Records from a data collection
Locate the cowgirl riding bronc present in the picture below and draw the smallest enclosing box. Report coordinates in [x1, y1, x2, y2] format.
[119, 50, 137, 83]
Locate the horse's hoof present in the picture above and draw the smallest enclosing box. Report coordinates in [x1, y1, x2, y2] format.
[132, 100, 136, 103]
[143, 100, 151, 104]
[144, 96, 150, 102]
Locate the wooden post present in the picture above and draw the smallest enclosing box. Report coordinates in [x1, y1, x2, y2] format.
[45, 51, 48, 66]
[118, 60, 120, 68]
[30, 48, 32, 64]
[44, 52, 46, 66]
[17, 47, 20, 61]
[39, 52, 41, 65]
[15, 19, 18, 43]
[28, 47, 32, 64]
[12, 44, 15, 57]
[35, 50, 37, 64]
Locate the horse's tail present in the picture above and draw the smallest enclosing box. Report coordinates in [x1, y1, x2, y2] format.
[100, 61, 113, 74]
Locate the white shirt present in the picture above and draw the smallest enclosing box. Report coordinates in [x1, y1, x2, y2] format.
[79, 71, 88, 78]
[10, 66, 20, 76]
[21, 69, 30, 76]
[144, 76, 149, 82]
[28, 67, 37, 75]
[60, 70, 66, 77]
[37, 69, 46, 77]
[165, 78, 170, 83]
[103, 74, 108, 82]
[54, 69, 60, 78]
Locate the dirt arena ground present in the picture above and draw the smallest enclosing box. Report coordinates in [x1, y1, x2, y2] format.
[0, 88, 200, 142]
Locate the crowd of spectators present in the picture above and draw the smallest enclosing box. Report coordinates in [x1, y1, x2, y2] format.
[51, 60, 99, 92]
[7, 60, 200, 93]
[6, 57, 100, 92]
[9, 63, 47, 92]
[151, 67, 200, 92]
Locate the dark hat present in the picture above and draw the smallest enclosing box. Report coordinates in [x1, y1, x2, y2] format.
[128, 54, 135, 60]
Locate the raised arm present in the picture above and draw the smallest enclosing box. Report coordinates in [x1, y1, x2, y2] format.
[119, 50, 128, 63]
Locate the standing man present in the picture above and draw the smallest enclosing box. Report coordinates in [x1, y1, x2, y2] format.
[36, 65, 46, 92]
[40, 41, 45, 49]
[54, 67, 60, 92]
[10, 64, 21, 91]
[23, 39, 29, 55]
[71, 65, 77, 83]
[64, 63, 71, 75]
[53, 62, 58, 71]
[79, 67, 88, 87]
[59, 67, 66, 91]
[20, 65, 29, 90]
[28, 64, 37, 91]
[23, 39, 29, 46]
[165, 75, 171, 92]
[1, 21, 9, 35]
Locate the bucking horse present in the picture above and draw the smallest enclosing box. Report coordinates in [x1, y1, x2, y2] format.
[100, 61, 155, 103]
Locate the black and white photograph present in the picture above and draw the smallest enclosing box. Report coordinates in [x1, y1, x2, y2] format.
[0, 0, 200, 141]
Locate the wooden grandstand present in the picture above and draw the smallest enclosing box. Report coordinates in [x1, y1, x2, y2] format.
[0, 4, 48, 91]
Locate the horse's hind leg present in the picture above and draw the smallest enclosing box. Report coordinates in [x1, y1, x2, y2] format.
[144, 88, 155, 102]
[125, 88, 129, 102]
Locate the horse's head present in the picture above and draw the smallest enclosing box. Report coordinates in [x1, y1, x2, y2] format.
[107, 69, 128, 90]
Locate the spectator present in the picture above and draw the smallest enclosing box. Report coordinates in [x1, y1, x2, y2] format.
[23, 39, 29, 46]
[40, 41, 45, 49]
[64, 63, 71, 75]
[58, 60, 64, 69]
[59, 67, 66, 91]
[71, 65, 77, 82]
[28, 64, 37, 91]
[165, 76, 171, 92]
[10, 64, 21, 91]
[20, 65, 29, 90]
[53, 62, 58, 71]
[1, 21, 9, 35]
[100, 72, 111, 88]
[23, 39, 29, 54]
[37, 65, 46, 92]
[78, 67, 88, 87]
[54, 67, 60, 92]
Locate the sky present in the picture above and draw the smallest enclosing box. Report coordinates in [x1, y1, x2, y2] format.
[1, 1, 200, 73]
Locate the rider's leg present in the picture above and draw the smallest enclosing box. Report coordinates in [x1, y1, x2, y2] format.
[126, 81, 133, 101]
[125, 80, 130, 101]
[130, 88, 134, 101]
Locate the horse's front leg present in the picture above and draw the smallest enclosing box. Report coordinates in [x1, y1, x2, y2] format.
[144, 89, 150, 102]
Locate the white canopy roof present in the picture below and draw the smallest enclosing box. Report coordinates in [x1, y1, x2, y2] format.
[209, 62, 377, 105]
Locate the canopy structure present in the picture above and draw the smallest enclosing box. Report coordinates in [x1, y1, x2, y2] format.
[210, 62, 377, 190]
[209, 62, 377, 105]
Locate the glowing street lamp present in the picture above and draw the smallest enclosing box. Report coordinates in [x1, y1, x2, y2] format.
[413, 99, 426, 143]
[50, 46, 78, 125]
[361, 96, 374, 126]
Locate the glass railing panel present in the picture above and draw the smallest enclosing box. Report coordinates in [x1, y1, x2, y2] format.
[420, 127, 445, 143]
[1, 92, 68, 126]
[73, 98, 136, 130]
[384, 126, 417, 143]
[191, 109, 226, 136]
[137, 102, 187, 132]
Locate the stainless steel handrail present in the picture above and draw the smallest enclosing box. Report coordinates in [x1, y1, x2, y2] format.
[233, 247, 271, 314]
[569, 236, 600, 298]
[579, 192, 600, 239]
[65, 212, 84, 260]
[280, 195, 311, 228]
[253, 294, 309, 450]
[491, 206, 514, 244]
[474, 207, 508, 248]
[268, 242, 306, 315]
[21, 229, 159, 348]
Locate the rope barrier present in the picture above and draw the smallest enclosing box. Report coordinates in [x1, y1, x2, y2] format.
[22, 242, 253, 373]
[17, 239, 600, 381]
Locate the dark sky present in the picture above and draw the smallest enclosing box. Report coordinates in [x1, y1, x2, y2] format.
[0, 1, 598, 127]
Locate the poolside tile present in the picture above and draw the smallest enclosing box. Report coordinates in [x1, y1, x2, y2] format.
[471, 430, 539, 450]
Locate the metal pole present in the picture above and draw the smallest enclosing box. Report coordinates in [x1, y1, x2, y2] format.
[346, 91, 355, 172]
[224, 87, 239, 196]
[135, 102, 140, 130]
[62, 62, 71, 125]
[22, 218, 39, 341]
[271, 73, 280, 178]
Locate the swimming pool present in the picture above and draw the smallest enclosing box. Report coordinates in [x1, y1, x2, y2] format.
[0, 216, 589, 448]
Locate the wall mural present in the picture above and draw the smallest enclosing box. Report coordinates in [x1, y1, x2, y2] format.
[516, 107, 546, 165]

EXERCISE DETAILS >> The line containing "Locate the rope" and every line after it, through the last one above, should be written out word for word.

SOLVED EXERCISE >>
Locate the rope barrier present in the picture above and draw the smallest enclosing box. Report coordinates in [x1, y1, x2, y2] format.
[22, 242, 253, 373]
[17, 239, 600, 381]
Locate the dark sky present in the picture above and draw the smallest enclosing box. Report coordinates in [x1, y1, x2, y2] format.
[0, 1, 598, 127]
Locate the poolside tile present in the picture above and draw the smallest enclosing box. Report coordinates in [x1, y1, x2, y2] format.
[471, 430, 539, 450]
Locate the metal pole present in the picture above and draw the smallest enclosing box. Report coordinates in [x1, y1, x2, y2] format.
[346, 91, 355, 172]
[224, 87, 239, 196]
[135, 102, 140, 130]
[62, 62, 71, 125]
[22, 218, 39, 341]
[271, 73, 280, 178]
Locate the swimming pool present in the picture above and draw the smallest enclosing box. Report coordinates in [x1, y1, x2, y2] format.
[0, 216, 589, 448]
Locate the wall mural present in the picture above and draw the smallest enclosing box. Report coordinates in [x1, y1, x2, y2] format.
[516, 107, 546, 165]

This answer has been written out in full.